# Problem details
Extract each line below that contains the string "wall". Matching is case-sensitive.

[Annotated coordinate records]
────────────────

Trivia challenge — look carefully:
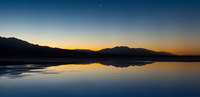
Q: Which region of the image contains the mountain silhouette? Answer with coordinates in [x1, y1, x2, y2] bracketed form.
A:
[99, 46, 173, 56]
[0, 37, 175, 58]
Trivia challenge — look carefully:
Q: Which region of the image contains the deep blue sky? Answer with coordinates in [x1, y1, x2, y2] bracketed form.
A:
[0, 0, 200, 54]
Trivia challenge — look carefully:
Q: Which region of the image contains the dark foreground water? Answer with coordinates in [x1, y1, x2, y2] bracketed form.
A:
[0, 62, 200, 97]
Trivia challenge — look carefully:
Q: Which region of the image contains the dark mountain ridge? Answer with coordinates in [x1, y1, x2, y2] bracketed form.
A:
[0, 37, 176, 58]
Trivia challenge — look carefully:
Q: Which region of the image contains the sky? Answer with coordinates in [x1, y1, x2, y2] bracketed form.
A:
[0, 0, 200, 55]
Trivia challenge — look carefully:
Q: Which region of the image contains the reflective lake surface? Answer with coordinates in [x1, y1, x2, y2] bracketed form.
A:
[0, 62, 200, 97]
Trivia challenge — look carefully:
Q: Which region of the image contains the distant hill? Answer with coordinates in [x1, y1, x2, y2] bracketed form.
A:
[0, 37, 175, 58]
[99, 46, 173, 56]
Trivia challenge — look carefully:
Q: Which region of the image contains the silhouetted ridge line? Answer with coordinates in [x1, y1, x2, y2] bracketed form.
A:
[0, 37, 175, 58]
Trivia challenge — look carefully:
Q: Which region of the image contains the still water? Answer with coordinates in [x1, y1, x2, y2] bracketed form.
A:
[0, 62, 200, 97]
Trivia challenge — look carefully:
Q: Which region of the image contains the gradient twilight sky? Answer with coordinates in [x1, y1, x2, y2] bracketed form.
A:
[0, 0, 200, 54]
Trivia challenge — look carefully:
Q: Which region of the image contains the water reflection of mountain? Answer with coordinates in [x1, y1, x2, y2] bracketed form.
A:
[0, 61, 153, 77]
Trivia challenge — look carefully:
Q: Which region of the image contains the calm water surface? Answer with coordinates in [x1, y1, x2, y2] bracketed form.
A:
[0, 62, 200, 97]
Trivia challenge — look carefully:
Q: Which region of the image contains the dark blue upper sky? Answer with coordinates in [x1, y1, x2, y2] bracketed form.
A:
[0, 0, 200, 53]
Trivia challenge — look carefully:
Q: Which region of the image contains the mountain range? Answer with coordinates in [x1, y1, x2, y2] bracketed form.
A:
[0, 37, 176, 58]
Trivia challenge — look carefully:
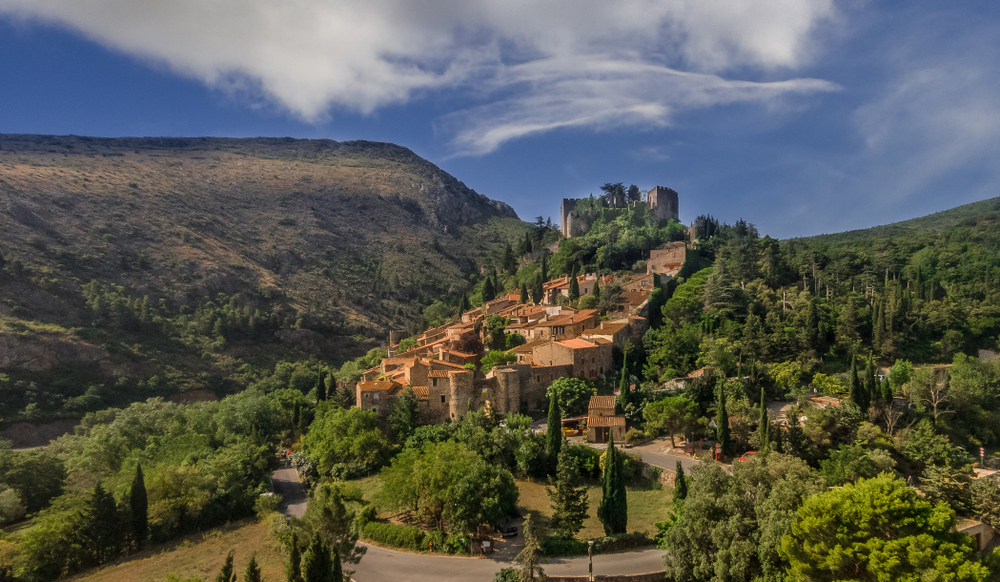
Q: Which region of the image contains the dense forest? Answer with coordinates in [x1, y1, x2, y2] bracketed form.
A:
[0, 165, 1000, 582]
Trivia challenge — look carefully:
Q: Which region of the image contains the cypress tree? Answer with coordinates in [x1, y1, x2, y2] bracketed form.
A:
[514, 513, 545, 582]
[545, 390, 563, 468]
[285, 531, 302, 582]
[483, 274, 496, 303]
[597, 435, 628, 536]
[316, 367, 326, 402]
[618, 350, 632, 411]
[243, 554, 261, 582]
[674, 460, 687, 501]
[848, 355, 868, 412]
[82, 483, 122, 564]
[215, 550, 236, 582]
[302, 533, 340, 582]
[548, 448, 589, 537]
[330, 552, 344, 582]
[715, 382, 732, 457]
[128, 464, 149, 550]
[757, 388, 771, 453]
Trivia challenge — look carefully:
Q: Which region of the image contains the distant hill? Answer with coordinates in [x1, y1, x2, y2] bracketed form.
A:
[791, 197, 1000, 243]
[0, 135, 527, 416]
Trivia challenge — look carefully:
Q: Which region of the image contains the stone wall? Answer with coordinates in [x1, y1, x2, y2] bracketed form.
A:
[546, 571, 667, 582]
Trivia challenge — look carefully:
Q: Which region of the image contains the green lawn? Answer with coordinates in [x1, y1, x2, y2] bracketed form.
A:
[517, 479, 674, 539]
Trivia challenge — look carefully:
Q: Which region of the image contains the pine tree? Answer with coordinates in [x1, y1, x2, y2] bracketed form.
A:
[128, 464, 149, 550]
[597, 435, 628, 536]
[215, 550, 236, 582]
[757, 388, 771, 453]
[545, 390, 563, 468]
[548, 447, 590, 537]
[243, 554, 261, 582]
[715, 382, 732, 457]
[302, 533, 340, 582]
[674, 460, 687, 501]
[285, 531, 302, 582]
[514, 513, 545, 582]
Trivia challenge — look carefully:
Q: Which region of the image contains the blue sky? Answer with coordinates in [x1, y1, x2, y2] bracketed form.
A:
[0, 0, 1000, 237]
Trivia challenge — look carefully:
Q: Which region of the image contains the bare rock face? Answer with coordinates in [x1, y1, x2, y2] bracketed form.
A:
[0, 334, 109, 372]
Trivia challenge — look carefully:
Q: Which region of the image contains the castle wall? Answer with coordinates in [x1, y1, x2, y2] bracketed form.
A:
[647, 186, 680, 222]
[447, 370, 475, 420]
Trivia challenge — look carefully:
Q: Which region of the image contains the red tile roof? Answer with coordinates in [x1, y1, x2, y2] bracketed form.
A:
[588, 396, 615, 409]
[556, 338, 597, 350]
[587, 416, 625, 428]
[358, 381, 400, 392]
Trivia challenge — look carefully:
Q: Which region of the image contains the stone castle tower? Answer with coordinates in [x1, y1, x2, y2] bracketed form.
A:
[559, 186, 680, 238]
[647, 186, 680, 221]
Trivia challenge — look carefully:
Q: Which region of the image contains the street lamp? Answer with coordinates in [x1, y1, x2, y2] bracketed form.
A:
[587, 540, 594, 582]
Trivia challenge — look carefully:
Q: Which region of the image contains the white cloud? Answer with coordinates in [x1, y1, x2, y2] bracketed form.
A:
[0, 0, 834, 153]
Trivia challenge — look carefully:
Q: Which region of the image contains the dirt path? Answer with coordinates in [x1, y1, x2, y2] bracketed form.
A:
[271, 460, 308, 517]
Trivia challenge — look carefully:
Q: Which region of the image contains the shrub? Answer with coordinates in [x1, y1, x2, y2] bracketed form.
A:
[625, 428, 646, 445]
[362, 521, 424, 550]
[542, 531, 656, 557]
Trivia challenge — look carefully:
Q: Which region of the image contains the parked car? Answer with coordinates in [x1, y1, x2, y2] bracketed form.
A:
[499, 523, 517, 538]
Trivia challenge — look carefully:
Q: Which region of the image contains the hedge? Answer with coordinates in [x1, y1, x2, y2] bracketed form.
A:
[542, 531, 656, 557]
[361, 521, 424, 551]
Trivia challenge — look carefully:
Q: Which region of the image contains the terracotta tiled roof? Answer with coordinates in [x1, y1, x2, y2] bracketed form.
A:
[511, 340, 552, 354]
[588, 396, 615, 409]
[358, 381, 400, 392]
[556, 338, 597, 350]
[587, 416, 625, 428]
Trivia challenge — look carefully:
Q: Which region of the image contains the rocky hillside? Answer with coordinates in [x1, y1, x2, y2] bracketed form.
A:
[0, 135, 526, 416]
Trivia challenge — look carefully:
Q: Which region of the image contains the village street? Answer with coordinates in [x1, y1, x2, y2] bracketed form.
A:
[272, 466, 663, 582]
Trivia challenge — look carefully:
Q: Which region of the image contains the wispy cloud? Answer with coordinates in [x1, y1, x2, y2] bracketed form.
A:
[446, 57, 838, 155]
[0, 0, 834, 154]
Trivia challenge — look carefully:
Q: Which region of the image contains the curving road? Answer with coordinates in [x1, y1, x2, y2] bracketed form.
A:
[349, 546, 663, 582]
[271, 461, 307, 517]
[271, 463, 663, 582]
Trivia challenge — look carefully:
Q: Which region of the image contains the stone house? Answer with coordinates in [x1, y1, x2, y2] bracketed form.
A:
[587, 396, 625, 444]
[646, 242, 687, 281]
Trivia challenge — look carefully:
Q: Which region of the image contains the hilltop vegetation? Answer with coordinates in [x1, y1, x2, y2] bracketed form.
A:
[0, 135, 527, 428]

────────────────

# Final result
Q: Which region of the image contains the stone wall? Answer with coordinates in [x1, y1, x2, y2] bracketed form.
Q: Which region of the image contains the castle wall? Answer with coordinates in [x1, y1, x2, y2] bracketed form.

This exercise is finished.